>>>>

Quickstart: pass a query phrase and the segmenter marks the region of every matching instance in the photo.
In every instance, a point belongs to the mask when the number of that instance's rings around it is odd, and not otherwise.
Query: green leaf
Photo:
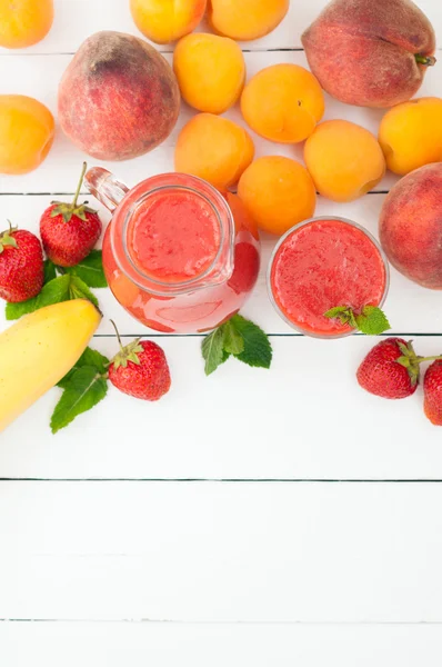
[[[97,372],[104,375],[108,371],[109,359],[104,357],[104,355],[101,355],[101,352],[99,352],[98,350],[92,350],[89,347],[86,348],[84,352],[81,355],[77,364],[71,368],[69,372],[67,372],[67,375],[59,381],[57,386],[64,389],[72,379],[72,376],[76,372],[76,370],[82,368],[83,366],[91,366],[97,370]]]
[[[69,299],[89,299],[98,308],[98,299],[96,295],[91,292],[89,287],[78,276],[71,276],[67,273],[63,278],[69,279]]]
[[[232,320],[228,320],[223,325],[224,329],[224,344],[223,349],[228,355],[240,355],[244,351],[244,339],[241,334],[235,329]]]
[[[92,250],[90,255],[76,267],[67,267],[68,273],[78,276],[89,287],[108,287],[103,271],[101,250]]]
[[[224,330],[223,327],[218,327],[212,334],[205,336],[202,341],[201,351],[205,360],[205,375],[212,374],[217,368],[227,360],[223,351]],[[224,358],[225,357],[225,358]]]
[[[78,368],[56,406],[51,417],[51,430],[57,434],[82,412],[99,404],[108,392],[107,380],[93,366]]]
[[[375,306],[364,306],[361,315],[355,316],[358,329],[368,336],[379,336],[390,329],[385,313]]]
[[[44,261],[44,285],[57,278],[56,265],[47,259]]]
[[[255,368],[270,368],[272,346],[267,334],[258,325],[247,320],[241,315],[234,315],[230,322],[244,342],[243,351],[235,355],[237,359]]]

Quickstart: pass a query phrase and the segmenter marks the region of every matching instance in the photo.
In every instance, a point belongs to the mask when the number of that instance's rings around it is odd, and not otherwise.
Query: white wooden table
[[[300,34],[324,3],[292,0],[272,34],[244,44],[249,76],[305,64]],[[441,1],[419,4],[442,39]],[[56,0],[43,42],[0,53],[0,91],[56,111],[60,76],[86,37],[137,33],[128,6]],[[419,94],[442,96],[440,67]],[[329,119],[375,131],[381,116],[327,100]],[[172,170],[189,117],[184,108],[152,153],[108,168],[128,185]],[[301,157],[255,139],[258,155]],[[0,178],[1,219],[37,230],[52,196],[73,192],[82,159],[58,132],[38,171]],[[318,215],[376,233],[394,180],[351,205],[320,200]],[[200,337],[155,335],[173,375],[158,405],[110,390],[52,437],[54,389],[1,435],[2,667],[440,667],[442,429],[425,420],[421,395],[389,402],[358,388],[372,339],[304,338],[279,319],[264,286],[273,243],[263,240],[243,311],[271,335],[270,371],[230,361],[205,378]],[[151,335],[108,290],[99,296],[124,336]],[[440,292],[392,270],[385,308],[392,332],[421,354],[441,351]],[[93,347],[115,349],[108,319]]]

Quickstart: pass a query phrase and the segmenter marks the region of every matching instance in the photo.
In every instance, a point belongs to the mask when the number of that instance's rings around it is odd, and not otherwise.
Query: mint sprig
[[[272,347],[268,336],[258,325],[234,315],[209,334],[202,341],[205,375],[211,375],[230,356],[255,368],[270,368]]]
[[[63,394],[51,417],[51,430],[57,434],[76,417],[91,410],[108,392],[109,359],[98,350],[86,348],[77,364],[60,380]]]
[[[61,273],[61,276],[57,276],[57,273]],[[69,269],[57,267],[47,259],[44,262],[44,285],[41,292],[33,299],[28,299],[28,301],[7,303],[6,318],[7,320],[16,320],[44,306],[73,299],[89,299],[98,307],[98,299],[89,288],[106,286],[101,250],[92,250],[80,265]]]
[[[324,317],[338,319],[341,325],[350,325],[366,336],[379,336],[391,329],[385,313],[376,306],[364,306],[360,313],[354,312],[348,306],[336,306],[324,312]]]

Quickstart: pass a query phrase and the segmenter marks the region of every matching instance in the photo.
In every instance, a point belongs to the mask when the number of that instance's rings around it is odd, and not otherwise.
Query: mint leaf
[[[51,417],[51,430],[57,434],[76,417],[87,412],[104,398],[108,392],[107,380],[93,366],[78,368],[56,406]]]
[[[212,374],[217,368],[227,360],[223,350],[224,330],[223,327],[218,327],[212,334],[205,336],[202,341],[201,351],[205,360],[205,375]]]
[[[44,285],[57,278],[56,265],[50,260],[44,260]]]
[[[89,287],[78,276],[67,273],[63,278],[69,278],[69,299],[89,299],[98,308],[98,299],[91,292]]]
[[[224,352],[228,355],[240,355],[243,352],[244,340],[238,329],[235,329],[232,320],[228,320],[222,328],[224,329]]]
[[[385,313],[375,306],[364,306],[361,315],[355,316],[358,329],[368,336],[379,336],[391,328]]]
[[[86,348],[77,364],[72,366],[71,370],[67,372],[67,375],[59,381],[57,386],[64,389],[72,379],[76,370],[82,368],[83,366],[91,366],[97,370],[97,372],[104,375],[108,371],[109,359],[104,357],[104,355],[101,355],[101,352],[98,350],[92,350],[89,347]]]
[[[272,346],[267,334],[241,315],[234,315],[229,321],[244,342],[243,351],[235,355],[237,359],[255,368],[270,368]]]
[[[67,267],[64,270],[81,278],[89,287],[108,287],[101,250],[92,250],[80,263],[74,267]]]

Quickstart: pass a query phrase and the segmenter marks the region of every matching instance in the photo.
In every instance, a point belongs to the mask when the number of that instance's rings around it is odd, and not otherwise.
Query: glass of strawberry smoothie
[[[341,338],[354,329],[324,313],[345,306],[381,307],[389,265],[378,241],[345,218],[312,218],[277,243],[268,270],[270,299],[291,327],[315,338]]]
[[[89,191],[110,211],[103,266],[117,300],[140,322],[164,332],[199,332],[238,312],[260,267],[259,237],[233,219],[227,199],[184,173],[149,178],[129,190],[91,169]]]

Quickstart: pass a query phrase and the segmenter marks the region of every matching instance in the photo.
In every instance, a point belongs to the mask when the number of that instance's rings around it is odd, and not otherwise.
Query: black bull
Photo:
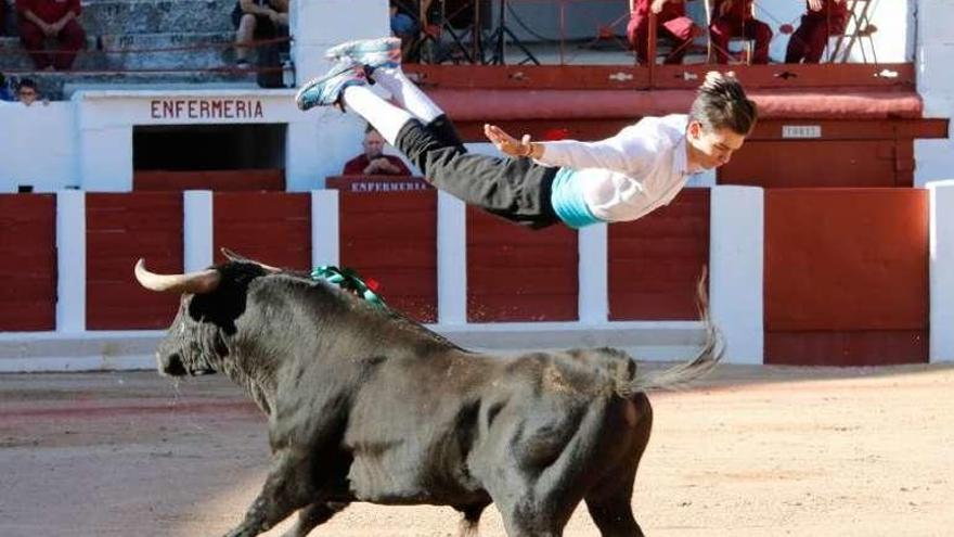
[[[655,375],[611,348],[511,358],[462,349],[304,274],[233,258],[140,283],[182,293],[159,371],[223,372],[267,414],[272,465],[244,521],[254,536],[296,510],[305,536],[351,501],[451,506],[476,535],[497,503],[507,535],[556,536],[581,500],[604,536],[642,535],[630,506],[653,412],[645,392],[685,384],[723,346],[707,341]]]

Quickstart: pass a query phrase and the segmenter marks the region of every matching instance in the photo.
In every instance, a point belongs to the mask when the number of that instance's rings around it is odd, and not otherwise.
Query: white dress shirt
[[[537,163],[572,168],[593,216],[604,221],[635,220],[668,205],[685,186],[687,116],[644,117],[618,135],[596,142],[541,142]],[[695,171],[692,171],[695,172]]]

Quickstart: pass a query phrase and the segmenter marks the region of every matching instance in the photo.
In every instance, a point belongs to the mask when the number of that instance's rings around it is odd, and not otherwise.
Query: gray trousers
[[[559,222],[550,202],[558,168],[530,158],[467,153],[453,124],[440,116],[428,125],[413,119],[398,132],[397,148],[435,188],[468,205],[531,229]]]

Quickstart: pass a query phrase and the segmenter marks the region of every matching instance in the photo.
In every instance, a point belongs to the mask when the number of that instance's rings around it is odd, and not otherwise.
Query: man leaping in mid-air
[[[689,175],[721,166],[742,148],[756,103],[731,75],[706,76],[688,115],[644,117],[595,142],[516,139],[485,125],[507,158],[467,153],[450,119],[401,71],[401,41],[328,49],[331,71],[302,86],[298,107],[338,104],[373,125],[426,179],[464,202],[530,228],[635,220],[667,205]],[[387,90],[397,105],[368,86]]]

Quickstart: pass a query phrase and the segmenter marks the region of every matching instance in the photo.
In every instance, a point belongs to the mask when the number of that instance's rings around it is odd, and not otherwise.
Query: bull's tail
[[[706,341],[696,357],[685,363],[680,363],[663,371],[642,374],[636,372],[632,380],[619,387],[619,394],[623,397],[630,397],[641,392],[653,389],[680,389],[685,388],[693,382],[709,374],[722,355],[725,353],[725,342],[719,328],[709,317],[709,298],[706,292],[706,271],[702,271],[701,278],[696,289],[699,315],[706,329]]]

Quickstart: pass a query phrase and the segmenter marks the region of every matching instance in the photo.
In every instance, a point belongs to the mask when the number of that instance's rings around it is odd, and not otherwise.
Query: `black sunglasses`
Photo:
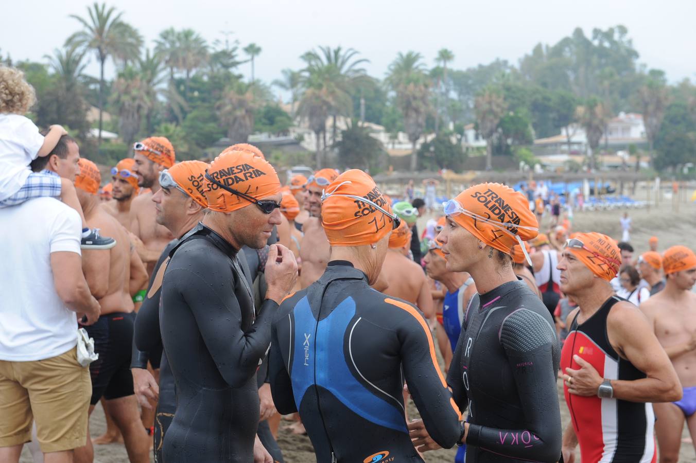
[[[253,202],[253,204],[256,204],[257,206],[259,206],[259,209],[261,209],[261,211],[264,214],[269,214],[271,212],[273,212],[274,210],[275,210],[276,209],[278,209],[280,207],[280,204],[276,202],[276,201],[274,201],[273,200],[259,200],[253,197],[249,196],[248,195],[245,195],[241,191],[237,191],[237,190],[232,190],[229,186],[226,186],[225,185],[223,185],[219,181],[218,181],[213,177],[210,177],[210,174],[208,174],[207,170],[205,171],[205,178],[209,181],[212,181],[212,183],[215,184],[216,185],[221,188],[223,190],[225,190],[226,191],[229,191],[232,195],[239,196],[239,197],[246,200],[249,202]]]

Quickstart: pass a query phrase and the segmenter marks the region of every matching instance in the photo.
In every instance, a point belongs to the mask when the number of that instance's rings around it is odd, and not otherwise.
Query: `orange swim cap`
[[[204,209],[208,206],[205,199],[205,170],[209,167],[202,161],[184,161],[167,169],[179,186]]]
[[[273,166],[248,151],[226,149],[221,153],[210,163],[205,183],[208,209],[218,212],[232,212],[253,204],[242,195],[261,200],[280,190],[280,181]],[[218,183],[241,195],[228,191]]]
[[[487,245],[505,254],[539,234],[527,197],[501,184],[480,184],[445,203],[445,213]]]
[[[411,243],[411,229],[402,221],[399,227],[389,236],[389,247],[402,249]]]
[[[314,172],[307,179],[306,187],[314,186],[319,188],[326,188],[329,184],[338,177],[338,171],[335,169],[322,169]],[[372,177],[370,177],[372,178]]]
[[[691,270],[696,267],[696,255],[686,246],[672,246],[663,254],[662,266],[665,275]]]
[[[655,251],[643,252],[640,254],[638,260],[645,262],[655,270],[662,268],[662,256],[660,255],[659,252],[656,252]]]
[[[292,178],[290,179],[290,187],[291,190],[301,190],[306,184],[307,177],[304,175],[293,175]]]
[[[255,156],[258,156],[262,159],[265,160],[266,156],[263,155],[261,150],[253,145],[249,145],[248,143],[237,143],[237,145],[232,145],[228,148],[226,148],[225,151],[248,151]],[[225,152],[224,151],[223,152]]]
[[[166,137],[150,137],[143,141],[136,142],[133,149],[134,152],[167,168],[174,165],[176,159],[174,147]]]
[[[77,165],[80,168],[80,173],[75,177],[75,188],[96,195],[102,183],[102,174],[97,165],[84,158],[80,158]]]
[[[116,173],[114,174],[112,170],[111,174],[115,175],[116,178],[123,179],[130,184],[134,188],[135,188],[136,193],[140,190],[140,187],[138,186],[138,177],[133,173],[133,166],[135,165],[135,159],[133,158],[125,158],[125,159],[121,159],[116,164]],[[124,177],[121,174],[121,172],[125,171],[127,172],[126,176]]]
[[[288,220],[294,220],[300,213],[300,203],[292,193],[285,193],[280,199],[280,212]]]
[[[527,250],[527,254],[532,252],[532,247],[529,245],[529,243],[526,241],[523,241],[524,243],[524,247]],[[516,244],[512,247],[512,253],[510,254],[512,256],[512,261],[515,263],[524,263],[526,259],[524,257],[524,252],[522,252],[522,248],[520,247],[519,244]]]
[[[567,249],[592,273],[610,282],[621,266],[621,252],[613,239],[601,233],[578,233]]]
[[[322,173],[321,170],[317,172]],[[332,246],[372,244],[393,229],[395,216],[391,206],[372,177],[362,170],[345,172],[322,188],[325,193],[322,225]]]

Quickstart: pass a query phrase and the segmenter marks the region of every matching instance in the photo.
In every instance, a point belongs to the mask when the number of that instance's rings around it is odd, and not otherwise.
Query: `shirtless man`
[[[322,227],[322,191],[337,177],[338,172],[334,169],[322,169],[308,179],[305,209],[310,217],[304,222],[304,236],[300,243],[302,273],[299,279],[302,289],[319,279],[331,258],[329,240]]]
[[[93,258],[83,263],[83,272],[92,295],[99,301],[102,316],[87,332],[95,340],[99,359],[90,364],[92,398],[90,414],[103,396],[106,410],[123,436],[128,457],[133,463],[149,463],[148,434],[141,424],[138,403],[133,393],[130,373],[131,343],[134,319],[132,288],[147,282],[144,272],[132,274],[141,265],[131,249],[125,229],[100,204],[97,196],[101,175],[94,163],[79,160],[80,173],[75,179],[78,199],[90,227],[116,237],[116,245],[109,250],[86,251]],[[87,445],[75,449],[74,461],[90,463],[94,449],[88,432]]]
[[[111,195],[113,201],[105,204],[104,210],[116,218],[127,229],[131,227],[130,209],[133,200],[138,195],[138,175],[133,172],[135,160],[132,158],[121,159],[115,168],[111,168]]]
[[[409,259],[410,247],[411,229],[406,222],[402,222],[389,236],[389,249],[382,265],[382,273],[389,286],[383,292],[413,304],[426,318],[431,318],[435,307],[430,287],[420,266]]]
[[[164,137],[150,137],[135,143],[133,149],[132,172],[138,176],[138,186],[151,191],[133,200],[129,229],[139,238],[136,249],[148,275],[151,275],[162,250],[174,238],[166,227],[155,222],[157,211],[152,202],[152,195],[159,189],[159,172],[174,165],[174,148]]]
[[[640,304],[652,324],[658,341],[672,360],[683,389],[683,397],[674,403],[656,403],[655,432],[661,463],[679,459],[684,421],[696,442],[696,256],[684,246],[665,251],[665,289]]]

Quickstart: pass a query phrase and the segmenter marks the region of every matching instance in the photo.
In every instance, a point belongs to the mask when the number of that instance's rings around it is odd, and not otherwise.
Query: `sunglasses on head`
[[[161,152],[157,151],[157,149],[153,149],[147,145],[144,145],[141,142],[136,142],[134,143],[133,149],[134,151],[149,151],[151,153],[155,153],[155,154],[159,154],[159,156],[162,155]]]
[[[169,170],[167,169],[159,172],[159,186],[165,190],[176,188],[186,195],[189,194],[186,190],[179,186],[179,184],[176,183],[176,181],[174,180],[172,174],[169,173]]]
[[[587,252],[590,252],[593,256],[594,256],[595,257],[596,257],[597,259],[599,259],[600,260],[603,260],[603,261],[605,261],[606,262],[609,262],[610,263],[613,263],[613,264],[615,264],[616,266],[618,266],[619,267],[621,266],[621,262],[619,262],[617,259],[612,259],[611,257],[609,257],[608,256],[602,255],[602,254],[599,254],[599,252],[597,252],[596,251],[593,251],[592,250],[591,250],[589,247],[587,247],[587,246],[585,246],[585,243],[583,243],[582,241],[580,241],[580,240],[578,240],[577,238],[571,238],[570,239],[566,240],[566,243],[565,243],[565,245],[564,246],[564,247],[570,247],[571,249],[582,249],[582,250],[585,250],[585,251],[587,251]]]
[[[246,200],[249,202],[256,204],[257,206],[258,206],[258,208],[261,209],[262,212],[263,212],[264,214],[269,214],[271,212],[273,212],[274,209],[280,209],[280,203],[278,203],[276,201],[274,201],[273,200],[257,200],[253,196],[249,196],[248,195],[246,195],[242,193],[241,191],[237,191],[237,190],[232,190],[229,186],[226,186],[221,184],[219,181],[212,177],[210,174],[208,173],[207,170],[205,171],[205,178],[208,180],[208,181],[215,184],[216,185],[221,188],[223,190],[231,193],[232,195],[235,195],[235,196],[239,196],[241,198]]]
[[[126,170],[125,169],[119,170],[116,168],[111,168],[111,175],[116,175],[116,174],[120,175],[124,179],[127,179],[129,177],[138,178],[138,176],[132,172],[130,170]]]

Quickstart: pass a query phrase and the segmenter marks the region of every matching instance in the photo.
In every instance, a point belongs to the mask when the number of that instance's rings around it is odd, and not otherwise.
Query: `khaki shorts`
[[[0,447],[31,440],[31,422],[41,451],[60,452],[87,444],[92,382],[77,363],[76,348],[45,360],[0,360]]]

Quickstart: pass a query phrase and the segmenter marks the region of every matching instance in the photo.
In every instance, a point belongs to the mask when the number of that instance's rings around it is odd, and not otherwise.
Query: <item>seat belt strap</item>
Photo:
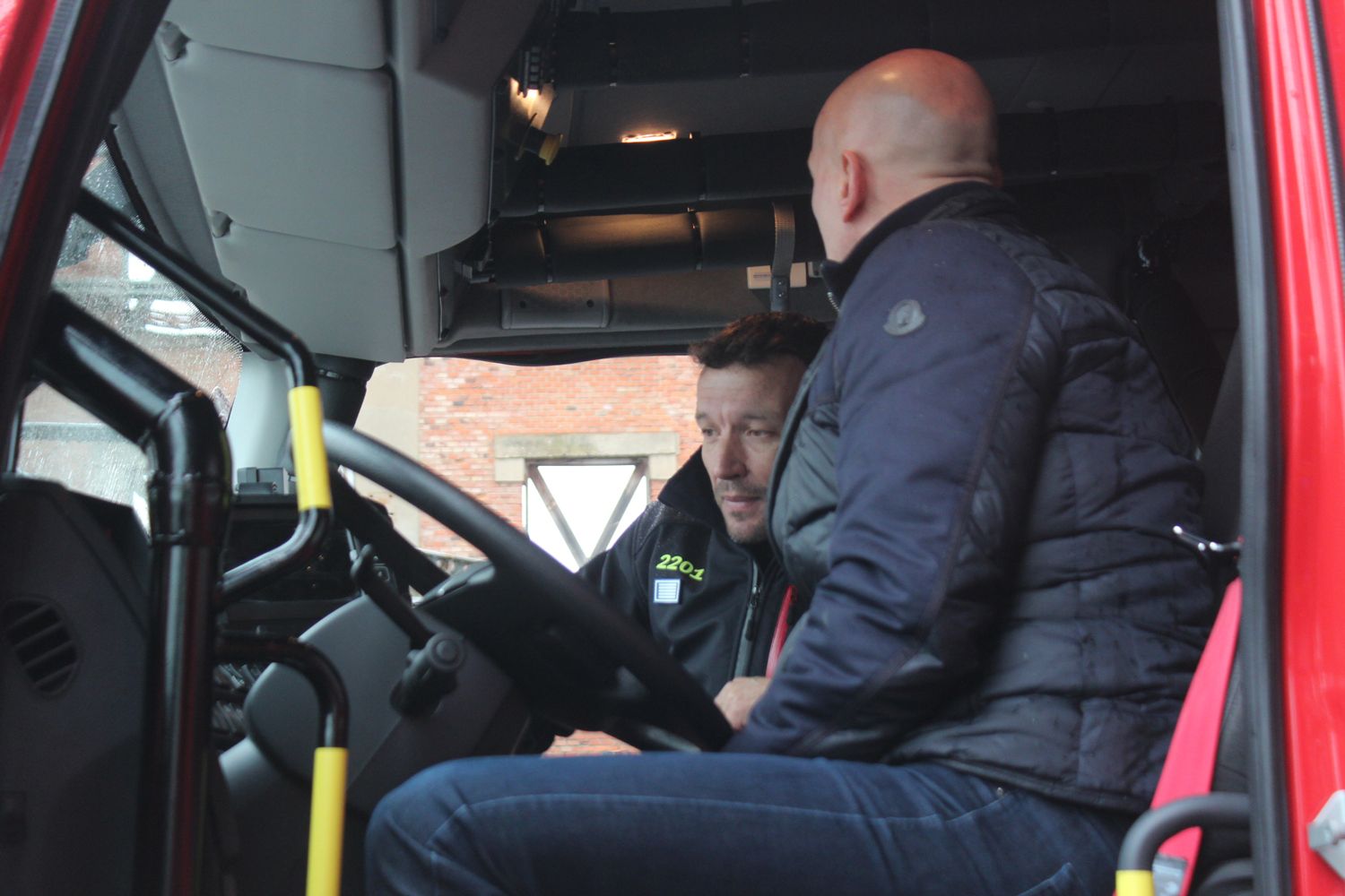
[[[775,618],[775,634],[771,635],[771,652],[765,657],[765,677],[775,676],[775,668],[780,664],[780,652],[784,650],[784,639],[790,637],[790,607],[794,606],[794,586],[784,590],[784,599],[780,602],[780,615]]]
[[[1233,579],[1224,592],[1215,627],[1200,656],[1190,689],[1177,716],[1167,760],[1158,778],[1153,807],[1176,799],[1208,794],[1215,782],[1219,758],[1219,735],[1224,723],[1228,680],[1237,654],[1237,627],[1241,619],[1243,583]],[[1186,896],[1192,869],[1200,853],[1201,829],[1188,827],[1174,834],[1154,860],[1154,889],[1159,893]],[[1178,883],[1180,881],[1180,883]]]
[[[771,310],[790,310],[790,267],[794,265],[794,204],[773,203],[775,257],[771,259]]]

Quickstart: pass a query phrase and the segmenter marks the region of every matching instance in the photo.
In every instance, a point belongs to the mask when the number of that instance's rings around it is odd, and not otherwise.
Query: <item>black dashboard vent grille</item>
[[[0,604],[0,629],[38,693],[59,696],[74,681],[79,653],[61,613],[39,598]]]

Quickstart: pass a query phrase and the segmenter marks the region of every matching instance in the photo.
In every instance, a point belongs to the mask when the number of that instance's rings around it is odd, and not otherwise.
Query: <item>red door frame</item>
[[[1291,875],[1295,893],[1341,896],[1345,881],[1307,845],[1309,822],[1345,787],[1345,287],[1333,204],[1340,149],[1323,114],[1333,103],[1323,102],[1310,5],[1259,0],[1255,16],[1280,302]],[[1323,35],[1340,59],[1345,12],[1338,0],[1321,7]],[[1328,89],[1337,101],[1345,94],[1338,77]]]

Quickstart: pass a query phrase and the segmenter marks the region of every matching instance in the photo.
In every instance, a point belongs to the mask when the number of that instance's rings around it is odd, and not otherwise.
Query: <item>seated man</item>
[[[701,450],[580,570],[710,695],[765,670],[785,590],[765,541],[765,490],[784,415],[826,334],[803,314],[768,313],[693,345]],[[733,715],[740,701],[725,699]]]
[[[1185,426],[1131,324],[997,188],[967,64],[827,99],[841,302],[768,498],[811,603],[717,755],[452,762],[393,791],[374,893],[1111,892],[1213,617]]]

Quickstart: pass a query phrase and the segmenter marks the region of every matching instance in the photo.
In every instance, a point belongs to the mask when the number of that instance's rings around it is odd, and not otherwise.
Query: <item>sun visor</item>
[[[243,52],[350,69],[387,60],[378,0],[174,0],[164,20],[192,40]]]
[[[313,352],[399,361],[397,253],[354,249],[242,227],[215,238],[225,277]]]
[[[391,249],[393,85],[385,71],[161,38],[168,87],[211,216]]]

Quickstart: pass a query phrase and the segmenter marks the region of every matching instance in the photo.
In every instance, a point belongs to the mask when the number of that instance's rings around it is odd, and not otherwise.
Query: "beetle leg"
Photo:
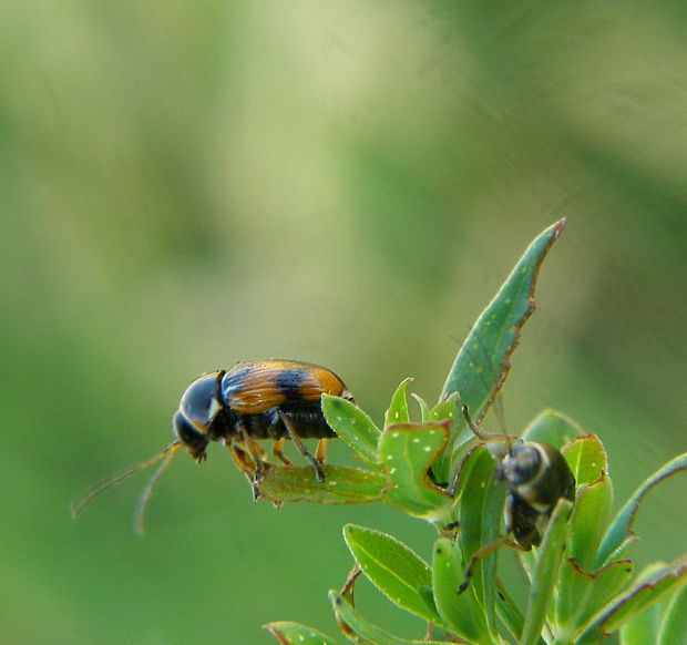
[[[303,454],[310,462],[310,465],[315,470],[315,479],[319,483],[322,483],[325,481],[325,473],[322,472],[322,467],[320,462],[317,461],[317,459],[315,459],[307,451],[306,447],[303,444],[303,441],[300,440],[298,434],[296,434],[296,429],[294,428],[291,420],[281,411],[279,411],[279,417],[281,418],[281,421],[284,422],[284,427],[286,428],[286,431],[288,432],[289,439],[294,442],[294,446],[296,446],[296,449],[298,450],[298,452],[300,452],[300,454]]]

<<<<

### Problem
How many lines in the items above contain the string "white", with case taken into account? Reply with the number alone.

### The answer
2